* GIVEN PROBLEM: Please set down the material below line for line, with no changes.

[INFORMATION SHOWN start]

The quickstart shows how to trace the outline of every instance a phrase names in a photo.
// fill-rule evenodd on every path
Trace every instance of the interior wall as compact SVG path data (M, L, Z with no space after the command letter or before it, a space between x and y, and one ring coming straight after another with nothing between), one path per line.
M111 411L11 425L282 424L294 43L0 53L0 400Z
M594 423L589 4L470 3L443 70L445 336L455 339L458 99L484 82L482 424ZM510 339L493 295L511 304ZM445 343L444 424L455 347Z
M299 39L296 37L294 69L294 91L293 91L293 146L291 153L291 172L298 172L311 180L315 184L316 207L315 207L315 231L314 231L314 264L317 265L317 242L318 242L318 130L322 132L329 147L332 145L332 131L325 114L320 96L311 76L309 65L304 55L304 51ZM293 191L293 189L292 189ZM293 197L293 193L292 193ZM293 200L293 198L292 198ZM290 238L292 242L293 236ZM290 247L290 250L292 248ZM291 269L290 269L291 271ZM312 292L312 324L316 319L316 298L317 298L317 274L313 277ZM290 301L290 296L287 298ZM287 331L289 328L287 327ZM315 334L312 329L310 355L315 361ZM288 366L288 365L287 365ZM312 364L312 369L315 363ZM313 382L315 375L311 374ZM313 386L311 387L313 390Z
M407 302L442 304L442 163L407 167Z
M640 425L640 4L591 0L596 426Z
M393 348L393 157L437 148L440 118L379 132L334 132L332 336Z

[INFORMATION SHOWN end]

* FINISHED TASK:
The quickstart shows how to trace the outline of every instance a phrase names in a photo.
// fill-rule evenodd on every path
Trace every instance of the interior wall as compact SVG path data (M, L, Z with no space after the command letter or before it, a space between x and y, and one ring coming straight after another with nothing between), one path per line.
M111 411L11 425L282 424L294 43L0 53L0 400Z
M594 423L589 4L470 3L443 70L445 336L455 339L458 99L484 82L482 424ZM510 339L493 295L511 304ZM445 343L444 424L455 347Z
M299 39L296 37L294 69L294 91L293 91L293 146L291 153L291 172L298 172L311 180L315 184L316 207L315 207L315 231L314 231L314 264L317 265L317 242L318 242L318 130L322 132L329 147L332 145L332 131L325 114L320 96L311 76L309 65L304 55L304 51ZM293 191L293 189L292 189ZM293 197L293 193L292 193ZM293 200L293 198L292 198ZM290 238L292 242L293 236ZM290 247L290 250L292 248ZM291 269L290 269L291 271ZM312 292L312 324L316 319L316 298L317 298L317 274L313 277ZM290 301L290 296L287 298ZM287 331L289 328L287 327ZM315 334L312 329L310 355L315 361ZM288 366L288 365L287 365ZM312 364L312 369L315 363ZM313 382L315 375L311 374ZM313 386L311 387L313 390Z
M407 302L442 304L442 163L407 167Z
M640 425L640 4L591 0L596 426Z
M393 348L393 157L437 148L440 118L379 132L334 132L332 336Z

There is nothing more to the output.